> **TASK**
Each entry below is to be returned exactly, with any pictures left out.

(MATERIALS PROVIDED)

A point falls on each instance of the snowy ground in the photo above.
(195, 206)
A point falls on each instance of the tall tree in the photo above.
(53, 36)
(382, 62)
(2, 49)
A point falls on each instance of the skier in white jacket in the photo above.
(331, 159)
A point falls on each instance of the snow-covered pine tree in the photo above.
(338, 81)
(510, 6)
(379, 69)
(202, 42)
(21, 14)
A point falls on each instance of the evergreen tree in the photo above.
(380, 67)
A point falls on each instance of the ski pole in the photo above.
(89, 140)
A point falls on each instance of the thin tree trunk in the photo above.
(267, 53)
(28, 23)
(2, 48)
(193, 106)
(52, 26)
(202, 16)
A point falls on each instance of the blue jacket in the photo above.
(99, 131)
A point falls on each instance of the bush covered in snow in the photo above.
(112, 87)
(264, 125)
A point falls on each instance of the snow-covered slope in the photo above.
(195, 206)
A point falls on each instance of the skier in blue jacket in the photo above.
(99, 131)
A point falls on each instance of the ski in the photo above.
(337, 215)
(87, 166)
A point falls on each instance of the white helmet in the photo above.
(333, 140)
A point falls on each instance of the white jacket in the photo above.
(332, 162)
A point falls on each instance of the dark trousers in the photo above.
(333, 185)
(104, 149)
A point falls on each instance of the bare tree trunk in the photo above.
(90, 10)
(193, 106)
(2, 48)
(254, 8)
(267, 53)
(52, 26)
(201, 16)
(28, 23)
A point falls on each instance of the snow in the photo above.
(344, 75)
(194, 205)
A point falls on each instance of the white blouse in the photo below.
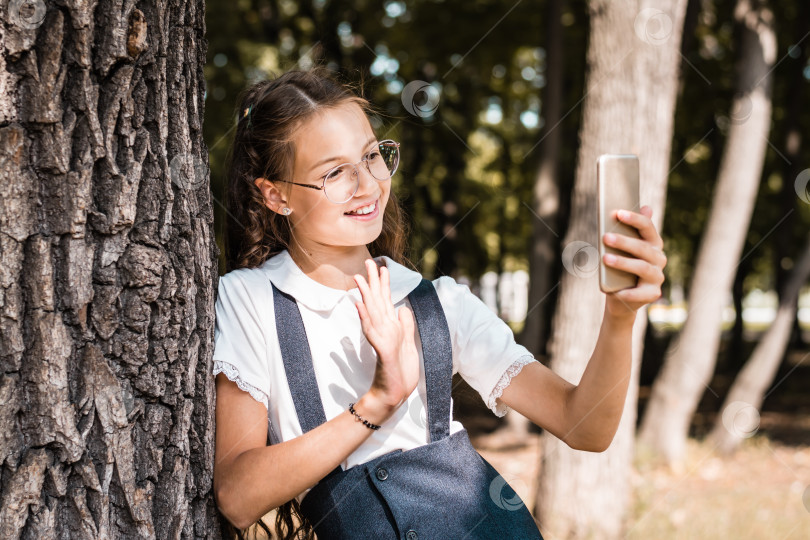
(247, 350)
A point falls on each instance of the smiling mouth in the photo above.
(376, 206)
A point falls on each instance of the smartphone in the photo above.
(617, 187)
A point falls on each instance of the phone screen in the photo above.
(617, 187)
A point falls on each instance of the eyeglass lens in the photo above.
(341, 182)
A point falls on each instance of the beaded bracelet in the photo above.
(361, 419)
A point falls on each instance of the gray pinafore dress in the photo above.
(441, 490)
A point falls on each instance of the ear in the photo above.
(273, 198)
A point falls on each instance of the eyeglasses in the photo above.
(341, 183)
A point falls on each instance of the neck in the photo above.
(333, 266)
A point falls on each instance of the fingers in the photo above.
(642, 249)
(643, 223)
(377, 292)
(643, 269)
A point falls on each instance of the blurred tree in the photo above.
(739, 415)
(108, 273)
(633, 60)
(545, 243)
(689, 361)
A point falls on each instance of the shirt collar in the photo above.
(285, 274)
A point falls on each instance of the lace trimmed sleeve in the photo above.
(240, 345)
(499, 408)
(485, 352)
(232, 373)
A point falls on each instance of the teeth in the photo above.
(364, 209)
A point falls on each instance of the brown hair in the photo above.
(269, 112)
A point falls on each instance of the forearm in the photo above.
(594, 407)
(261, 479)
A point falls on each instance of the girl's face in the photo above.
(330, 138)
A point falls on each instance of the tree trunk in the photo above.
(739, 418)
(690, 360)
(546, 204)
(633, 59)
(108, 274)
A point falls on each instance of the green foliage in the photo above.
(468, 170)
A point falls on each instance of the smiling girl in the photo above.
(333, 359)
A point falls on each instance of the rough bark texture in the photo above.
(689, 361)
(108, 273)
(633, 60)
(739, 418)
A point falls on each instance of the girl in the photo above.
(333, 359)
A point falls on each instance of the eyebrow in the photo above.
(335, 158)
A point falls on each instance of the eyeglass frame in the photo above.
(364, 160)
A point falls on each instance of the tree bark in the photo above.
(739, 418)
(546, 203)
(108, 274)
(633, 60)
(690, 359)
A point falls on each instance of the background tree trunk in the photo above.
(690, 359)
(546, 204)
(739, 416)
(108, 274)
(633, 60)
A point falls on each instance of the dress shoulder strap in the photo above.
(436, 352)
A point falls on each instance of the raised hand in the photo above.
(392, 336)
(647, 263)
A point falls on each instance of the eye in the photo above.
(333, 174)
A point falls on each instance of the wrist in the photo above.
(373, 409)
(620, 320)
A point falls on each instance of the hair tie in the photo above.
(247, 113)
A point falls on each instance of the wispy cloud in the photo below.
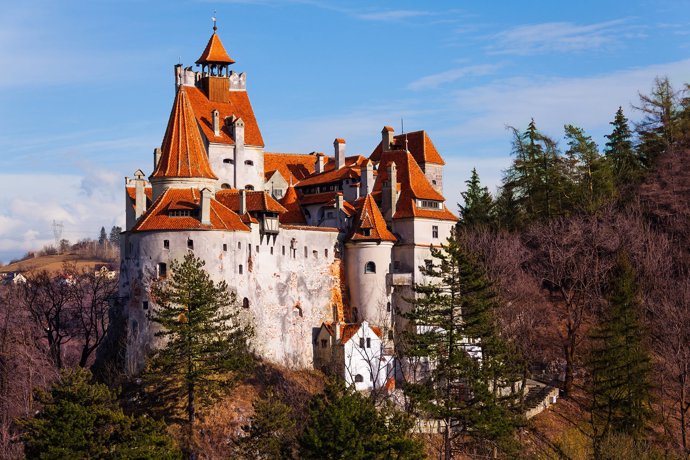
(558, 37)
(452, 75)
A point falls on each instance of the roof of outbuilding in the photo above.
(183, 153)
(157, 216)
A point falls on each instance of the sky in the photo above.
(86, 87)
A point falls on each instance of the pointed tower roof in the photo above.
(215, 52)
(290, 201)
(369, 225)
(183, 153)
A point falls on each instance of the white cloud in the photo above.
(558, 37)
(452, 75)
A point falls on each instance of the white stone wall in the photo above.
(369, 293)
(289, 295)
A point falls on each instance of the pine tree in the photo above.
(343, 423)
(590, 172)
(205, 339)
(478, 205)
(619, 151)
(455, 333)
(619, 363)
(83, 420)
(102, 237)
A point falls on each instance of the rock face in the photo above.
(287, 283)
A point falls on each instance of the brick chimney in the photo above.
(386, 138)
(139, 194)
(339, 147)
(215, 117)
(243, 202)
(206, 206)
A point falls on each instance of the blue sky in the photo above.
(86, 87)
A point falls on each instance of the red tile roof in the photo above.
(418, 143)
(215, 52)
(157, 218)
(413, 185)
(369, 218)
(290, 201)
(256, 201)
(183, 152)
(237, 105)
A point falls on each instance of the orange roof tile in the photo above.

(End MATERIALS PROVIDED)

> **SOLUTION**
A point falls on each instance of the snowy ground in the photo above.
(195, 206)
A point falls on each instance of the tall tree in the photo above.
(53, 36)
(382, 62)
(2, 49)
A point falls on each instance of the skier in white jacket in the photo above.
(331, 159)
A point falls on each instance of the snow-covered pine tree in the photo above.
(338, 81)
(510, 6)
(379, 69)
(202, 42)
(21, 14)
A point falls on each instance of the evergreen tree in the photo above.
(380, 67)
A point falls on each instance of the ski pole in the photo above.
(89, 140)
A point falls on each instance of the thin tree trunk in the photo above.
(267, 53)
(28, 23)
(2, 48)
(193, 106)
(52, 26)
(202, 16)
A point falls on each instance of the blue jacket in the photo above.
(99, 131)
A point falls on each instance of the bush covered in snow in the photo above.
(112, 87)
(264, 125)
A point falls on each instance of the snow-covered slope in the photo above.
(195, 206)
A point falls on each instance of the skier in blue jacket in the photo above.
(99, 131)
A point falls on each instance of the ski in the photo above.
(337, 215)
(87, 166)
A point falls on each instance of the white helmet in the photo above.
(333, 140)
A point falls on each instance of the white jacket in the photo above.
(332, 162)
A point falls on each instance of the dark trousers in the photo above.
(333, 185)
(104, 149)
A point falls on each instance of the bare tree trunk in the photo above.
(90, 10)
(193, 106)
(2, 48)
(254, 8)
(267, 53)
(52, 26)
(201, 16)
(28, 23)
A point falls on each instance of the snow in the photo above.
(344, 75)
(194, 205)
A point falls on each instance of the white blouse in the photo below.
(247, 350)
A point falls on each instance of the smiling mouth in the photo above.
(376, 206)
A point falls on each instance of the smartphone in the photo above.
(617, 187)
A point falls on each instance of the phone screen in the photo above.
(617, 187)
A point falls on each instance of the eyeglass lens in the photo above.
(341, 182)
A point falls on each instance of the beaded bracelet in the photo above.
(361, 419)
A point falls on each instance of the gray pinafore dress in the photo above.
(441, 490)
A point falls on each instance of the ear in the photo above.
(273, 198)
A point falls on each instance of the eyeglasses in the photo above.
(341, 183)
A point falls on each instance of the neck in the photo above.
(333, 266)
A point falls on each instance of the fingers in the photo above.
(642, 249)
(643, 223)
(377, 292)
(643, 269)
A point falls on each instance of the blurred tree in the photo above.
(739, 415)
(108, 273)
(633, 60)
(545, 243)
(689, 361)
A point falls on each instance of the shirt collar in the photo above.
(285, 274)
A point falls on each instance of the lace trimmed sleeve in the photo above.
(240, 345)
(499, 408)
(485, 352)
(232, 373)
A point falls on each instance of the teeth in the photo above.
(364, 209)
A point falls on each instance of the brown hair in the photo above.
(269, 112)
A point falls on each instance of the forearm in the photo above.
(594, 407)
(261, 479)
A point falls on each instance of the girl's face in the photo above.
(330, 138)
A point falls on each instance of the tree trunk in the photo above.
(739, 418)
(690, 360)
(546, 204)
(633, 59)
(108, 274)
A point falls on each instance of the green foliage in the photo above.
(468, 170)
A point falls on each instance of the smiling girl in the photo above.
(333, 359)
A point falls on each instance of the rough bark texture in the photo above.
(689, 361)
(108, 273)
(633, 60)
(739, 418)
A point falls on each instance of the girl in the photo above.
(333, 359)
A point falls on each instance of the eyebrow in the photo above.
(335, 158)
A point falls on each instance of the eyeglass frame in the photo above.
(364, 160)
A point falls on each instance of the tree bark in the photo above.
(739, 418)
(546, 203)
(108, 274)
(633, 60)
(690, 359)
A point falls on each instance of the background tree trunk in the photo above.
(690, 359)
(546, 204)
(739, 416)
(108, 274)
(633, 60)
A point falls on each instance of the dress shoulder strap in the photo above.
(436, 352)
A point falls on each instance of the raised hand in the photo above.
(392, 336)
(647, 263)
A point falls on each instance of the eye in the photo above.
(333, 174)
A point falls on each instance of the wrist in the photo above.
(373, 409)
(620, 320)
A point falls on each instance of the hair tie in the photo above.
(247, 113)
A point falls on each instance of the wispy cloud in the photo below.
(558, 37)
(452, 75)
A point falls on each instance of the roof of outbuilding in the photo above.
(183, 153)
(157, 216)
A point falls on each instance of the sky in the photo above.
(86, 87)
A point falls on each instance of the pointed tower roof in the photo above.
(215, 52)
(290, 201)
(369, 225)
(183, 153)
A point falls on each instance of the white cloud in the photo above.
(558, 37)
(452, 75)
A point falls on each instance of the white stone wall in the photo above.
(369, 293)
(289, 295)
A point falls on each instance of the pine tree in the photo above.
(343, 423)
(590, 172)
(205, 339)
(478, 205)
(619, 151)
(455, 333)
(619, 363)
(83, 420)
(102, 237)
A point falls on each instance of the rock face in the photo above.
(287, 283)
A point falls on each instance of the brick chimney in the photo above.
(386, 138)
(139, 194)
(339, 147)
(215, 117)
(243, 202)
(206, 206)
A point falls on each instance of the blue sky in the photo above.
(86, 87)
A point falls on each instance of the red tile roof in the photo above.
(418, 143)
(215, 52)
(157, 218)
(413, 185)
(369, 218)
(290, 201)
(256, 201)
(183, 152)
(237, 105)
A point falls on each instance of the orange roof tile in the photo above.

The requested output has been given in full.